一、cascade_mask_rcnn_X_152_32x8d_FPN_IN5k_gn_dconv.yaml

_BASE_: "../Base-RCNN-FPN.yaml"
MODEL:
  MASK_ON: True
  WEIGHTS: "catalog://ImageNetPretrained/FAIR/X-152-32x8d-IN5k"
  RESNETS:
#resnetX的配置
    STRIDE_IN_1X1: False  # this is a C2 model
    NUM_GROUPS: 32
    WIDTH_PER_GROUP: 8
#resnet的深度
    DEPTH: 152
#旋转卷积的开启
    DEFORM_ON_PER_STAGE: [False, True, True, True]
  ROI_HEADS:
    NAME: "CascadeROIHeads"
  ROI_BOX_HEAD:
    NAME: "FastRCNNConvFCHead"
    NUM_CONV: 4
    NUM_FC: 1
#使用GN在FastRCNNConvFCHead
    NORM: "GN"
    CLS_AGNOSTIC_BBOX_REG: True
  ROI_MASK_HEAD:
    NUM_CONV: 8
#使用GN在ROI_MASK_HEAD
    NORM: "GN"
  RPN:
    POST_NMS_TOPK_TRAIN: 2000
SOLVER:
  IMS_PER_BATCH: 128
  STEPS: (35000, 45000)
  MAX_ITER: 50000
  BASE_LR: 0.16
INPUT:
  MIN_SIZE_TRAIN: (640, 864)
#range为短边随机resize到(640, 864)内，同时长边不超过MAX_SIZE_TRAIN，
#若超过则为MAX_SIZE_TRAIN且按比例缩小为MIN_SIZE_TRAIN。
#choice为随机选择(640, 864)中的一个
  MIN_SIZE_TRAIN_SAMPLING: "range"
  MAX_SIZE_TRAIN: 1440
  CROP:
    ENABLED: True
TEST:
  EVAL_PERIOD: 2500

二、Base-RCNN-FPN.yaml

MODEL:
#总体结构组成
  META_ARCHITECTURE: "GeneralizedRCNN"
  #骨干网络选择
  BACKBONE:
    NAME: "build_resnet_fpn_backbone"
  RESNETS:
    OUT_FEATURES: ["res2", "res3", "res4", "res5"]
  FPN:
    IN_FEATURES: ["res2", "res3", "res4", "res5"]
  ANCHOR_GENERATOR:
  #anchor的大小和缩放比例
    SIZES: [[32], [64], [128], [256], [512]]  # One size for each in feature map
    ASPECT_RATIOS: [[0.5, 1.0, 2.0]]  # Three aspect ratios (same for all in feature maps)
  RPN:
    IN_FEATURES: ["p2", "p3", "p4", "p5", "p6"]
    #选取的RPN框个数
    PRE_NMS_TOPK_TRAIN: 2000  # Per FPN level
    PRE_NMS_TOPK_TEST: 1000  # Per FPN level
    # Detectron1 uses 2000 proposals per-batch,
    # (See "modeling/rpn/rpn_outputs.py" for details of this legacy issue)
    # which is approximately 1000 proposals per-image since the default batch size for FPN is 2.
    POST_NMS_TOPK_TRAIN: 1000
    POST_NMS_TOPK_TEST: 1000
#ROI头的总体结构，IN_FEATURES为box，mask共用。
  ROI_HEADS:
    NAME: "StandardROIHeads"
    IN_FEATURES: ["p2", "p3", "p4", "p5"]
#ROI下box的子头
  ROI_BOX_HEAD:
    NAME: "FastRCNNConvFCHead"
    NUM_FC: 2
    POOLER_RESOLUTION: 7
#ROI下mask的子头
  ROI_MASK_HEAD:
    NAME: "MaskRCNNConvUpsampleHead"

问题描述 1: 根据引文中的注释，MIN_SIZE_TRAIN_SAMPLING 设为 choice 时如何确定短边尺寸？

数据条目:
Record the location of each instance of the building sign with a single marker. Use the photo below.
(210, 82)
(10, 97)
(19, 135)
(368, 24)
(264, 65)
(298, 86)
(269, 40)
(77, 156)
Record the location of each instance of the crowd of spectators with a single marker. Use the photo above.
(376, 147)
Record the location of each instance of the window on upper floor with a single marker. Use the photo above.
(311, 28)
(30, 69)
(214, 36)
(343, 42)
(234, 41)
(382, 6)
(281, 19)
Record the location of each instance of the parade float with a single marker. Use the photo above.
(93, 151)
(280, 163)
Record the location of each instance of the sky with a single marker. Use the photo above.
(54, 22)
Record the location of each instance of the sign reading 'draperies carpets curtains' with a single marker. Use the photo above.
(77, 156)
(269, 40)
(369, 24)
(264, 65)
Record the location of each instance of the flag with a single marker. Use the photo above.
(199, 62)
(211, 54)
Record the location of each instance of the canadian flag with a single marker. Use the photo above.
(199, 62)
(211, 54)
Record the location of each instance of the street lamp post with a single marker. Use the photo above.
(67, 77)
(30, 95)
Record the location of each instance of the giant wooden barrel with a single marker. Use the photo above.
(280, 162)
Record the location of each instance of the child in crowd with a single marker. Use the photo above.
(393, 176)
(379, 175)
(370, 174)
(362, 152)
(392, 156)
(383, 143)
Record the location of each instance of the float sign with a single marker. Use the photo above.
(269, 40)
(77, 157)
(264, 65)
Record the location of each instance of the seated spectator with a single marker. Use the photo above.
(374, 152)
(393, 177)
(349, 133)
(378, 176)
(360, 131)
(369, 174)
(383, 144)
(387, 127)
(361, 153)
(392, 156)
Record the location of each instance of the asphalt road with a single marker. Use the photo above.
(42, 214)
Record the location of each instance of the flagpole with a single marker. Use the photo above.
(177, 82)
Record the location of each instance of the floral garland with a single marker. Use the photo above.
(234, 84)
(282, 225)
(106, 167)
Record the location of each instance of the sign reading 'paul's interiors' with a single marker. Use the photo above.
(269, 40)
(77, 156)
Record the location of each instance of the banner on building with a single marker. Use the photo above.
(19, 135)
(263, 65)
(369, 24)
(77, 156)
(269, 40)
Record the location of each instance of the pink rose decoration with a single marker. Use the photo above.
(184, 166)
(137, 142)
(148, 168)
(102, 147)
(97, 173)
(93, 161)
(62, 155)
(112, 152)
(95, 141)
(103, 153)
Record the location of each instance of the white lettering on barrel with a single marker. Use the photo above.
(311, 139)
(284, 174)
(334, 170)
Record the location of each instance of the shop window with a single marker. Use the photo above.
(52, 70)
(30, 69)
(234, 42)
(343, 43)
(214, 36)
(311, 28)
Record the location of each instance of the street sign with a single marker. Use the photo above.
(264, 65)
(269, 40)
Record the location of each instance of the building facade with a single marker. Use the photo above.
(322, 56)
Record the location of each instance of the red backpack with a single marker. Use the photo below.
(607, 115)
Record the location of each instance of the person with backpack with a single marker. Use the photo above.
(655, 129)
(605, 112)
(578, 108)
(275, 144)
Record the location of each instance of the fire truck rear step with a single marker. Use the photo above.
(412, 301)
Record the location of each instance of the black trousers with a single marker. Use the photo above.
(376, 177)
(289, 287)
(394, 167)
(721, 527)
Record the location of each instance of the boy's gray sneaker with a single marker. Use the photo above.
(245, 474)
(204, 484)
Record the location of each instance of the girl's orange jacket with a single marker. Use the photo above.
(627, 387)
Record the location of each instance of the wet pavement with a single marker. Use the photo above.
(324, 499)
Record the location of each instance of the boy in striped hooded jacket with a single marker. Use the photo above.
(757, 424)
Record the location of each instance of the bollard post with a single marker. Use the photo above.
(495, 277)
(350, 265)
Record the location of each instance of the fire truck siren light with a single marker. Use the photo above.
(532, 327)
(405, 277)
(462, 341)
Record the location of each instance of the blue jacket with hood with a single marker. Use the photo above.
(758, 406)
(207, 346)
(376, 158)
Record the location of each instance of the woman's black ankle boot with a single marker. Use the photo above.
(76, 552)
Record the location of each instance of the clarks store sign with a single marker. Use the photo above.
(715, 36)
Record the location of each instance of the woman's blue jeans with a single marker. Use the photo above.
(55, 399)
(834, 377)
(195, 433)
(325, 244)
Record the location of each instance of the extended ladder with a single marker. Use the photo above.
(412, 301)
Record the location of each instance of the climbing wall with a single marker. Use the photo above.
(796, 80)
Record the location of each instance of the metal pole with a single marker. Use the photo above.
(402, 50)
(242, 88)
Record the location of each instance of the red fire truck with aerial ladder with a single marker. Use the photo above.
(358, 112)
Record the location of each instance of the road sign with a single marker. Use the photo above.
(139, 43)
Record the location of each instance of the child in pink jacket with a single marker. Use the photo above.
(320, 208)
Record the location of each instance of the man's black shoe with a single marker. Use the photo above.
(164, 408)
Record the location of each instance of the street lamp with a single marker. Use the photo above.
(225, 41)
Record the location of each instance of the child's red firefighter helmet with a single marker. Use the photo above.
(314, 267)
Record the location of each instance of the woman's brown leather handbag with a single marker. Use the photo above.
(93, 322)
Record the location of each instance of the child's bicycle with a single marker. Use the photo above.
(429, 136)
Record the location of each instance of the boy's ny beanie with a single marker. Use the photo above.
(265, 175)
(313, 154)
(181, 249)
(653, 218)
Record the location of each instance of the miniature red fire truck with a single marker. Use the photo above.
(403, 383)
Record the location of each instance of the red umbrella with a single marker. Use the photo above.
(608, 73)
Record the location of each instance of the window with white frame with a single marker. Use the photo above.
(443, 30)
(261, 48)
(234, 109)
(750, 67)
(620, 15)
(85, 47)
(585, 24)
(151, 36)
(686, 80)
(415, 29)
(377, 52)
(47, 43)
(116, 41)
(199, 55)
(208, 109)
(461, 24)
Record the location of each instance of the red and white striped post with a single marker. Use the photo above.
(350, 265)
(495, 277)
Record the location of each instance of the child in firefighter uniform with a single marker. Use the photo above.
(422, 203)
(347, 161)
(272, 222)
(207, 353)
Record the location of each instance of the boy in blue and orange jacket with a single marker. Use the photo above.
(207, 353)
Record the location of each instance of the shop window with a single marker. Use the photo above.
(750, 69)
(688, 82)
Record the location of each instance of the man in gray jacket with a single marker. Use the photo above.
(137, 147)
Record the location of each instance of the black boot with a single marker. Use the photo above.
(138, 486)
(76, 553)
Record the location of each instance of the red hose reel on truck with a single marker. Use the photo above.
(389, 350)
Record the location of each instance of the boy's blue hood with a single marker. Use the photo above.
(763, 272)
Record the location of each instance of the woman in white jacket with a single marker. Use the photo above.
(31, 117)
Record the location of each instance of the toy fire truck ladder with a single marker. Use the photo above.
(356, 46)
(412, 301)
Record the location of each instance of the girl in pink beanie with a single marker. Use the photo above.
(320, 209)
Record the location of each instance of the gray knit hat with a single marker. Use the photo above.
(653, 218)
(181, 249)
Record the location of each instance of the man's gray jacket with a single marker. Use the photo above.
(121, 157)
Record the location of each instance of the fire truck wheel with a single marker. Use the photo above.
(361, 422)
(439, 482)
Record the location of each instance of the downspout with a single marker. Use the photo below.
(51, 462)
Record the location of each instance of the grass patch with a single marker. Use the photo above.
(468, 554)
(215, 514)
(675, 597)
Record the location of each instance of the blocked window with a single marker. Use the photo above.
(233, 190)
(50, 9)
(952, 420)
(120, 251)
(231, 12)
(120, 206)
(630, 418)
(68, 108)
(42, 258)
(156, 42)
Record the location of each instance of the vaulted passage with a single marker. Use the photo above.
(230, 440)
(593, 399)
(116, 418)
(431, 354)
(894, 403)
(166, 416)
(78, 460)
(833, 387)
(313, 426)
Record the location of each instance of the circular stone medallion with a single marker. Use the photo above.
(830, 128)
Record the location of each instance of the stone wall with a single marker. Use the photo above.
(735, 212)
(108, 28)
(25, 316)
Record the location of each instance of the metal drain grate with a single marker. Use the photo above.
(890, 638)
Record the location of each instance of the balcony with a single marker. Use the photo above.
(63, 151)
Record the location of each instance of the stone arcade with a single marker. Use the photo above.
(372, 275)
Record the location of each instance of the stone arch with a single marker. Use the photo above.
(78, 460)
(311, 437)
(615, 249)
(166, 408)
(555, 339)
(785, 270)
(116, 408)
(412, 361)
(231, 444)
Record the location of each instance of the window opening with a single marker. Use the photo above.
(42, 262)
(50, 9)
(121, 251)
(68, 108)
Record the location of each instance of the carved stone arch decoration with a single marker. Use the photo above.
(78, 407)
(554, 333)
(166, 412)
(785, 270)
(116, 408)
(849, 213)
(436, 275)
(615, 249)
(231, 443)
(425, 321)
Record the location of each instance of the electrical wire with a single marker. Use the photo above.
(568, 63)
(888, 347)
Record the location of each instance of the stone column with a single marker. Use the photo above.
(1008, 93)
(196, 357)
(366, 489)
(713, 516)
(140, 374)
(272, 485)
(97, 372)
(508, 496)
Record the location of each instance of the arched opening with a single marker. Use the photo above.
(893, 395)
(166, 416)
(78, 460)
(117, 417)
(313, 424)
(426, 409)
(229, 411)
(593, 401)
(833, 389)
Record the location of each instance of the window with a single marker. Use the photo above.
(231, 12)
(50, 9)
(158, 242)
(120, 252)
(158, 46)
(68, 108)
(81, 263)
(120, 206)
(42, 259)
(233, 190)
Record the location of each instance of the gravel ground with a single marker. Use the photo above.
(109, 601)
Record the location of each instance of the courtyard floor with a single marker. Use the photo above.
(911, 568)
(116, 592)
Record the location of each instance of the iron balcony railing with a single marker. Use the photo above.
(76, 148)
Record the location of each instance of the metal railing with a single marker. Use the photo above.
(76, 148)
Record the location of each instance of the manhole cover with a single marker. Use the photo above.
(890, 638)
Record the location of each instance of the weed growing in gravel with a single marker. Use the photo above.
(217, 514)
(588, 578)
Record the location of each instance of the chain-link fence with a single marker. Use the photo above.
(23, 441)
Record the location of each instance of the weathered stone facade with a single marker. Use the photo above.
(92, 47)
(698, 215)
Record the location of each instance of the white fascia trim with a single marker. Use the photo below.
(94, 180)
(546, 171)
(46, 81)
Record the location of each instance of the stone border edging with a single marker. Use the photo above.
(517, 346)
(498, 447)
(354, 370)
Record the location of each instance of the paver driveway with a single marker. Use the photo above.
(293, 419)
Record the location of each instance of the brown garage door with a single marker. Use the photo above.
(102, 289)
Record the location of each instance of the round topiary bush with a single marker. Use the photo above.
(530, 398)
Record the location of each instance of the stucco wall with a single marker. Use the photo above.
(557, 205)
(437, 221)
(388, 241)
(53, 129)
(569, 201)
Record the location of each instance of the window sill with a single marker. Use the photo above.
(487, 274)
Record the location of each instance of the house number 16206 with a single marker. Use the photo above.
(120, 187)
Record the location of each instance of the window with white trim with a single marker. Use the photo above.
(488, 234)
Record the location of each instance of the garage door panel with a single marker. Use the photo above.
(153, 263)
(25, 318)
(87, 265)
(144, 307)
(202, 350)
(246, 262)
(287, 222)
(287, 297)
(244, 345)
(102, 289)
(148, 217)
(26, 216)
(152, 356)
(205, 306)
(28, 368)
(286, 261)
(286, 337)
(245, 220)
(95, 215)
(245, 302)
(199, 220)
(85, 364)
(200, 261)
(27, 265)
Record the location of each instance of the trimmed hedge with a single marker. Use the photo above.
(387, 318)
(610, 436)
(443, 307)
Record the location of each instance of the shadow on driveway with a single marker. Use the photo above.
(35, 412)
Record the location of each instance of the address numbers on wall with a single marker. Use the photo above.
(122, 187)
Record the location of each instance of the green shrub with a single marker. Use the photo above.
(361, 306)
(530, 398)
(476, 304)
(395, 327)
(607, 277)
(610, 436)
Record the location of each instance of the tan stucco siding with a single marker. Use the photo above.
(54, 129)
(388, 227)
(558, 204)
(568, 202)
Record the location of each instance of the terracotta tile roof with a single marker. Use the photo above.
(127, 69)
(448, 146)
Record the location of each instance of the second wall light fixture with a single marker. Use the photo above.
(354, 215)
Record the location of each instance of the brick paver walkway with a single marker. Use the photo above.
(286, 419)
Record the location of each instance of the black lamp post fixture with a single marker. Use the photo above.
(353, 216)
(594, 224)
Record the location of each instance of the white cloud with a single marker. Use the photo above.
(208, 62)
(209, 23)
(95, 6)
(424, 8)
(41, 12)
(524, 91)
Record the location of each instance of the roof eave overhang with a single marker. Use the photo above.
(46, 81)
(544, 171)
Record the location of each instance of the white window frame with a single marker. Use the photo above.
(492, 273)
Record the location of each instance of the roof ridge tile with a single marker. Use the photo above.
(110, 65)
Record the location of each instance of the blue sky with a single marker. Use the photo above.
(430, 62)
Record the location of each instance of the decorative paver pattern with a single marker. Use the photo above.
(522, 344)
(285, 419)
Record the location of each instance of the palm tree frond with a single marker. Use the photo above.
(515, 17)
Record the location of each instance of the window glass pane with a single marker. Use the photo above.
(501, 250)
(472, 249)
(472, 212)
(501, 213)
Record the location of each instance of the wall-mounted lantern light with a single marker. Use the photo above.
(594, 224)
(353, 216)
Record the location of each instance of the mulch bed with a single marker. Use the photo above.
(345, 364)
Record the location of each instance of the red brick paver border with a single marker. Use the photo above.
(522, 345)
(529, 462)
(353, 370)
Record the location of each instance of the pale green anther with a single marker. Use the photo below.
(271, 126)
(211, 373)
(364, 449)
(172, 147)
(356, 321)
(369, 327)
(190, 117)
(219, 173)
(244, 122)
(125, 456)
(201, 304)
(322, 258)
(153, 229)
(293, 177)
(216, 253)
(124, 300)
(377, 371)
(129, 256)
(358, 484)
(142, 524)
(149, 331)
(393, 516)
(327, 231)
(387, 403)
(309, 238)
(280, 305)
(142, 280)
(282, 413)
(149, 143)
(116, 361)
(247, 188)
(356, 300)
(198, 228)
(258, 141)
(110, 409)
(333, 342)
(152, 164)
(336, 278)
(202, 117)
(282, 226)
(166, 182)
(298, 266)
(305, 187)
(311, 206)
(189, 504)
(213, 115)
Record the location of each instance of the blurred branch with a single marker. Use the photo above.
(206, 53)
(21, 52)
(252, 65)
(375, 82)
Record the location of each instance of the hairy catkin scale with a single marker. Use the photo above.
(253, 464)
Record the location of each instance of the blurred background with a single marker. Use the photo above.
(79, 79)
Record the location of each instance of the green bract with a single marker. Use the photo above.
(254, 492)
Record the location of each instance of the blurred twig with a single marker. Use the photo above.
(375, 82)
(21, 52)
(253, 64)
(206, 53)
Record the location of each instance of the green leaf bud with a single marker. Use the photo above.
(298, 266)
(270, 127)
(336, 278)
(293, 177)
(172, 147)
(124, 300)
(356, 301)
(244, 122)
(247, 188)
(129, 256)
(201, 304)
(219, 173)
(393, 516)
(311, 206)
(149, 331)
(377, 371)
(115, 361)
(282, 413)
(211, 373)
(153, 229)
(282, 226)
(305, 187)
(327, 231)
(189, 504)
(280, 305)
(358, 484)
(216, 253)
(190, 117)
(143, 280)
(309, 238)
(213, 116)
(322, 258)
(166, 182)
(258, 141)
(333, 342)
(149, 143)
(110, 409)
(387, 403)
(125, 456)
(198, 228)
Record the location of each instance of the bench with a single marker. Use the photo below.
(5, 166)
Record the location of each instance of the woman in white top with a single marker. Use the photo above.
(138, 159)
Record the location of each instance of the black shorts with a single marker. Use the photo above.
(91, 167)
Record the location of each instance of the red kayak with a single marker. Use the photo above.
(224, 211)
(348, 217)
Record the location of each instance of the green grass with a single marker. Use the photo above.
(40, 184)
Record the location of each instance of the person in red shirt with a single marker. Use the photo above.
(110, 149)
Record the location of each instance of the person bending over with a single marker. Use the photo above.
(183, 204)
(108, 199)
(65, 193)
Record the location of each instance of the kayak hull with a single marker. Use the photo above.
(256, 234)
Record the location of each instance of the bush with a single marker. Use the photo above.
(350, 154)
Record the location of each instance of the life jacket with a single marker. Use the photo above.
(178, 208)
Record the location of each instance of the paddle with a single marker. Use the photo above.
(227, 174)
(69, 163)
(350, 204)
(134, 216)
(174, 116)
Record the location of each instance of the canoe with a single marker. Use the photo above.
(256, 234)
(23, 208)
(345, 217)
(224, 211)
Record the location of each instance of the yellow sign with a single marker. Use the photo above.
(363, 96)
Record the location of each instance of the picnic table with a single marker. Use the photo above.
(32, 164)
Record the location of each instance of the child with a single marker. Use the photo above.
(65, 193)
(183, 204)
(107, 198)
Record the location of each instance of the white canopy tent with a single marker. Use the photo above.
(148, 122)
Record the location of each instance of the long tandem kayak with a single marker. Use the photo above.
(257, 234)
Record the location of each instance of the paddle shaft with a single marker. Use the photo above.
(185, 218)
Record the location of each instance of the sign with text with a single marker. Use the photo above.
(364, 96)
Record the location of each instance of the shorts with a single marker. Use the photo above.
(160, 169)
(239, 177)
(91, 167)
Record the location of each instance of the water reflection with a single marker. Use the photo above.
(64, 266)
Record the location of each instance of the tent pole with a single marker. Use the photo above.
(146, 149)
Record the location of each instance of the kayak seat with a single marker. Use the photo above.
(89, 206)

问题描述 2: 找出上面条目中所有含有字符串“garage”的行，并逐行照抄。

参考解答 1: 从 (640, 864) 中随机选择一个。

参考解答 2:
Record the location of each instance of the brown garage door with a single marker. Use the photo above.
Record the location of each instance of the garage door panel with a single marker. Use the photo above.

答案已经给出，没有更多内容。